--- Data provided ---
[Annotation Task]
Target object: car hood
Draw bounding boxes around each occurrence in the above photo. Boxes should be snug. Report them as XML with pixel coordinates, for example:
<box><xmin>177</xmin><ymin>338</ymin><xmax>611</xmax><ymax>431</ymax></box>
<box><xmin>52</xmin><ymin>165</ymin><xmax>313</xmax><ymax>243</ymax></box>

--- Short task ---
Rewrite the lines above with "car hood" swapped for "front bumper", leaving everything else the same.

--- Output ---
[Annotation Task]
Target object: front bumper
Draw bounding boxes around each occurrence in the above photo. Boxes should be snug. Report them as XML with pixel coordinates, for example:
<box><xmin>177</xmin><ymin>338</ymin><xmax>611</xmax><ymax>431</ymax></box>
<box><xmin>52</xmin><ymin>165</ymin><xmax>313</xmax><ymax>243</ymax></box>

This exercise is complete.